Work request: Your task is to print each entry exactly as written.

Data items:

__________________________________________________

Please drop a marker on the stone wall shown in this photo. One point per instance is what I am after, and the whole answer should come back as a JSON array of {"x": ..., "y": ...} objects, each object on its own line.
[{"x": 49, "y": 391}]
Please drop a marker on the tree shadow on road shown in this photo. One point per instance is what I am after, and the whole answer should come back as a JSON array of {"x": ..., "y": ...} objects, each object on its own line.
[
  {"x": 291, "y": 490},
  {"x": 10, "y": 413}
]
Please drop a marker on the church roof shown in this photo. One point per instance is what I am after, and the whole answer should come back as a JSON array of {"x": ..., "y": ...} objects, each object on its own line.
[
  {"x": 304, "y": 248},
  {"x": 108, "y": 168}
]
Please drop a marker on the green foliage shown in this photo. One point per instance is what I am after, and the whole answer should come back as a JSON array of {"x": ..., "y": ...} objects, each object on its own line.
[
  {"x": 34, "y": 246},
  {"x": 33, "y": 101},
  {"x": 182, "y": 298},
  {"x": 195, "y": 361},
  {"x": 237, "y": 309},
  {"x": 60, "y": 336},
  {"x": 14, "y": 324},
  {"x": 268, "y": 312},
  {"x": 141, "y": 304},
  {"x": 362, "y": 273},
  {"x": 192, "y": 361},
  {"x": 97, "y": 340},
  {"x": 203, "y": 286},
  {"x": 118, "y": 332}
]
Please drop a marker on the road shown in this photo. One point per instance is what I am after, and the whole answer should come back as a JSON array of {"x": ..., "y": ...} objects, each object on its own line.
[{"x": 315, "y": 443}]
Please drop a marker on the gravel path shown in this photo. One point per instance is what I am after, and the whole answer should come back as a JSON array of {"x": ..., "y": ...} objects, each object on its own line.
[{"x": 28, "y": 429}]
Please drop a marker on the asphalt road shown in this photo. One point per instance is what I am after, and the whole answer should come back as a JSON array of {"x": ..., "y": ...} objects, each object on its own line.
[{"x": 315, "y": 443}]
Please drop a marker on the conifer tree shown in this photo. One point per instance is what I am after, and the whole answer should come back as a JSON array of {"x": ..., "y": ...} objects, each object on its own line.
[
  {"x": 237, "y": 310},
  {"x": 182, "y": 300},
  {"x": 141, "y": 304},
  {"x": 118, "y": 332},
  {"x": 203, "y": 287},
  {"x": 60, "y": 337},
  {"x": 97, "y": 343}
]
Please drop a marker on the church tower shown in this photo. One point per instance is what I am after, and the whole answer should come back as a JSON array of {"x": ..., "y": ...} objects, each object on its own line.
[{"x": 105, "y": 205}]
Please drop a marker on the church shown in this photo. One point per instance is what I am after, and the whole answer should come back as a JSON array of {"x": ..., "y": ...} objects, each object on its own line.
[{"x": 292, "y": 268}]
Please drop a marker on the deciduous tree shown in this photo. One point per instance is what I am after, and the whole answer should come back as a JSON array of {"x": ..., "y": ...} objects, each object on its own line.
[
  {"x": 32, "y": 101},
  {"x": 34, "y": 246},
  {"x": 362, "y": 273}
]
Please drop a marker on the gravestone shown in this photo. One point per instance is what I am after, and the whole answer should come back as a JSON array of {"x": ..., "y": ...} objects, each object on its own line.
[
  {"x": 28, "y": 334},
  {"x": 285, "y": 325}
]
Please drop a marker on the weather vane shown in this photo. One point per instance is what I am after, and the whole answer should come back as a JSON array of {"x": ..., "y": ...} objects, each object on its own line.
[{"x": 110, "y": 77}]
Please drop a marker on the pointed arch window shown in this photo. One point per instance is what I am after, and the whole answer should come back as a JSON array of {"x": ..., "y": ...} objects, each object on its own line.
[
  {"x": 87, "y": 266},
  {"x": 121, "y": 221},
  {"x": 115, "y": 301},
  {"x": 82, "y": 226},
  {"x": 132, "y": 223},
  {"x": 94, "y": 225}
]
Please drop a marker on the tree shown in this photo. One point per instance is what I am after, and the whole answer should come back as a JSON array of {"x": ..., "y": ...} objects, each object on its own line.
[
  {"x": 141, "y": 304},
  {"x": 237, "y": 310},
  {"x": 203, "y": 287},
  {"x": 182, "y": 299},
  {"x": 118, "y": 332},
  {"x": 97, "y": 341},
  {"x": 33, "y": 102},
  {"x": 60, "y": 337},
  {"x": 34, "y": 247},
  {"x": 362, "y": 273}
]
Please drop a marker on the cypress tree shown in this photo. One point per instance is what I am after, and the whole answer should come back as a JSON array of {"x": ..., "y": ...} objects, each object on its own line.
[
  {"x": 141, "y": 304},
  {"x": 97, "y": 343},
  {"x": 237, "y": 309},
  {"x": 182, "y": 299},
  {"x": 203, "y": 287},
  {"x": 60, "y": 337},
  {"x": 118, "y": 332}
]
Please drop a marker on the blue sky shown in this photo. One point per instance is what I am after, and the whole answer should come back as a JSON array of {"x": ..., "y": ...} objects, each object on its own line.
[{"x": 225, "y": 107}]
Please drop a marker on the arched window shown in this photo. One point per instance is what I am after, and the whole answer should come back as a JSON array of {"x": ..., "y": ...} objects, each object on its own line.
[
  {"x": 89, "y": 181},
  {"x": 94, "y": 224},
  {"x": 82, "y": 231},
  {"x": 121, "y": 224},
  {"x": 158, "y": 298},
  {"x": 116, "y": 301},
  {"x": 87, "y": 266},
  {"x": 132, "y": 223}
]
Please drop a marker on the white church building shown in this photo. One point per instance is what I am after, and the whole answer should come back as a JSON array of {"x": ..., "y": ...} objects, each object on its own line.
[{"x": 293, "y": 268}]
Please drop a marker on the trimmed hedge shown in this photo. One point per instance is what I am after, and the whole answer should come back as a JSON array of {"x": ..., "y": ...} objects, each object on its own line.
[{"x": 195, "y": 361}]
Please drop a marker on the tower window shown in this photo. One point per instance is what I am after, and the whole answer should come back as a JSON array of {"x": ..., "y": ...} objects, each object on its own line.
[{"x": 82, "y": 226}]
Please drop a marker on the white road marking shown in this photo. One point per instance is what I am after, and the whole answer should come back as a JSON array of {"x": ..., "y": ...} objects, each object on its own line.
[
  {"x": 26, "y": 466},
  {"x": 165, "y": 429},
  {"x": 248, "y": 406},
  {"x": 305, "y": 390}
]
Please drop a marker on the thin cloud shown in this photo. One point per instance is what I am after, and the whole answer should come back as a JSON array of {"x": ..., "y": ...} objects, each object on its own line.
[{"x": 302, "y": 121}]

__________________________________________________

Completed exercise:
Please drop a marker on the stone wall shown in this photo. One point per instance is what I am after, and the whole answer should come back as a JSON array of {"x": ..., "y": ...} objects, each object on its own line.
[{"x": 49, "y": 391}]
Please drop a marker on the tree shadow on road shown in this photo. One point per instance is what I am after, and the whole answer should come back as a JSON array of {"x": ..., "y": ...} objects, each object on its own line.
[
  {"x": 291, "y": 490},
  {"x": 10, "y": 413}
]
Please drop a marker on the church roof shown in this photo. One point per instance is what I am after, and the whole answer should come back as a JSON array of {"x": ..., "y": ...} objects, each object on its own line.
[
  {"x": 304, "y": 248},
  {"x": 108, "y": 168}
]
Please drop a marker on the green foliage shown in this photo. One point per instance is what I am after, and the whole answer should come back as a JSON array of {"x": ..., "y": ...} objects, each object on its own line.
[
  {"x": 34, "y": 246},
  {"x": 33, "y": 101},
  {"x": 182, "y": 298},
  {"x": 195, "y": 361},
  {"x": 237, "y": 309},
  {"x": 60, "y": 336},
  {"x": 14, "y": 324},
  {"x": 268, "y": 312},
  {"x": 141, "y": 304},
  {"x": 362, "y": 273},
  {"x": 192, "y": 361},
  {"x": 97, "y": 340},
  {"x": 203, "y": 286},
  {"x": 118, "y": 332}
]
Please drop a marker on the road shown in this photo. One point per instance is what I am after, and the whole answer should come back as a JSON array of {"x": ..., "y": ...} objects, each object on its own line.
[{"x": 315, "y": 443}]
Please drop a marker on the gravel path shown in this photo. One point per instance is what I am after, and the whole answer should come back as a JSON array of {"x": ..., "y": ...} objects, each object on its own line.
[{"x": 28, "y": 429}]
Please drop a marker on the asphalt road shown in this photo. One point per instance is what I am after, and the whole answer should come back as a JSON array of {"x": ..., "y": ...} objects, each object on its own line.
[{"x": 315, "y": 443}]
Please drop a marker on the conifer tree shown in this photo. One point per instance is what I am after, and the whole answer should come back as a JSON array of {"x": ..., "y": ...} objects, each object on its own line.
[
  {"x": 237, "y": 310},
  {"x": 182, "y": 300},
  {"x": 141, "y": 304},
  {"x": 118, "y": 332},
  {"x": 203, "y": 287},
  {"x": 60, "y": 337},
  {"x": 97, "y": 343}
]
Please drop a marker on the church tower shown in this photo. One point per instance is what I am after, and the whole answer should come back as a JSON array of {"x": ..., "y": ...} objects, each object on its own line.
[{"x": 105, "y": 205}]
Please drop a marker on the church shown in this photo. One point per instance is what I am after, and the whole answer should come back as a JSON array of {"x": ..., "y": ...} objects, each object on its own line.
[{"x": 292, "y": 268}]
Please drop a marker on the deciduous tree shown in this photo. One point per instance is what I am after, and the whole answer should come back as a JSON array of {"x": ..., "y": ...} objects, each object on its own line.
[
  {"x": 32, "y": 101},
  {"x": 34, "y": 246},
  {"x": 362, "y": 273}
]
Please drop a marker on the gravestone shown in this photo. One point per instance is what I am after, and the whole answer should come back as a JSON array of {"x": ..., "y": ...} objects, each object on its own line.
[
  {"x": 28, "y": 334},
  {"x": 285, "y": 325}
]
Please drop a marker on the weather vane shown in this photo. One point per instance is what I am after, and the whole answer should come back as a JSON array of {"x": ..., "y": ...} objects, each object on its own line.
[{"x": 110, "y": 77}]
Please drop a marker on the pointed arch window shown in this photo. One point per instance is what I am after, and the whole answer should come back as a JSON array of {"x": ..., "y": ...} objects, each object on its own line.
[
  {"x": 87, "y": 266},
  {"x": 121, "y": 221},
  {"x": 115, "y": 301},
  {"x": 82, "y": 226},
  {"x": 132, "y": 223},
  {"x": 94, "y": 225}
]
Please drop a marker on the tree shown in this photo. One point per instance is what I am after, and the whole answer should come back as a JSON array of {"x": ..., "y": ...} objects, each object on its own line.
[
  {"x": 141, "y": 304},
  {"x": 237, "y": 310},
  {"x": 203, "y": 287},
  {"x": 182, "y": 299},
  {"x": 118, "y": 332},
  {"x": 97, "y": 341},
  {"x": 33, "y": 102},
  {"x": 60, "y": 337},
  {"x": 34, "y": 247},
  {"x": 362, "y": 273}
]
Please drop a marker on the cypress tree shown in this photo. One point per instance is what I am after, and the whole answer should come back as a JSON array of {"x": ..., "y": ...} objects, each object on its own line.
[
  {"x": 141, "y": 304},
  {"x": 97, "y": 343},
  {"x": 237, "y": 309},
  {"x": 182, "y": 299},
  {"x": 203, "y": 287},
  {"x": 60, "y": 337},
  {"x": 118, "y": 332}
]
Please drop a marker on the blue sky shown in this photo. One point per instance is what I am after, and the whole answer should come back as a JSON array of {"x": ..., "y": ...} objects, each object on its own line.
[{"x": 225, "y": 107}]
Please drop a marker on the arched window shown in this photo. One point per instance is what I am after, and the whole answer should come back as a JSON array of {"x": ..., "y": ...} objects, each object on its own line.
[
  {"x": 89, "y": 181},
  {"x": 94, "y": 224},
  {"x": 82, "y": 231},
  {"x": 121, "y": 224},
  {"x": 158, "y": 298},
  {"x": 116, "y": 301},
  {"x": 87, "y": 266},
  {"x": 132, "y": 223}
]
Please drop a marker on the white church building shown in this photo. One point per instance is what I am after, and the whole answer should come back as a JSON array of {"x": ..., "y": ...} objects, each object on its own line.
[{"x": 293, "y": 268}]
Please drop a marker on the trimmed hedge shown in this photo. One point per instance is what I am after, and the whole answer should come back as a JSON array of {"x": ..., "y": ...} objects, each object on its own line.
[{"x": 195, "y": 361}]
Please drop a marker on the tower window shown in this photo. One point per instance is what I am after, and the whole answer should come back as a JSON array of {"x": ..., "y": ...} objects, each object on its own line.
[{"x": 82, "y": 226}]
Please drop a marker on the white road marking shown in this photo. One point per instance is what I am after, and the whole answer should come back as a JSON array of {"x": ..., "y": ...} objects, each object on its own line.
[
  {"x": 26, "y": 466},
  {"x": 165, "y": 429},
  {"x": 248, "y": 406},
  {"x": 305, "y": 390}
]
Please drop a marker on the thin cloud shown in this photo. One point per instance is what I am after, and the whole answer should come back as a JSON array of {"x": ..., "y": ...} objects, each object on its own line.
[{"x": 302, "y": 121}]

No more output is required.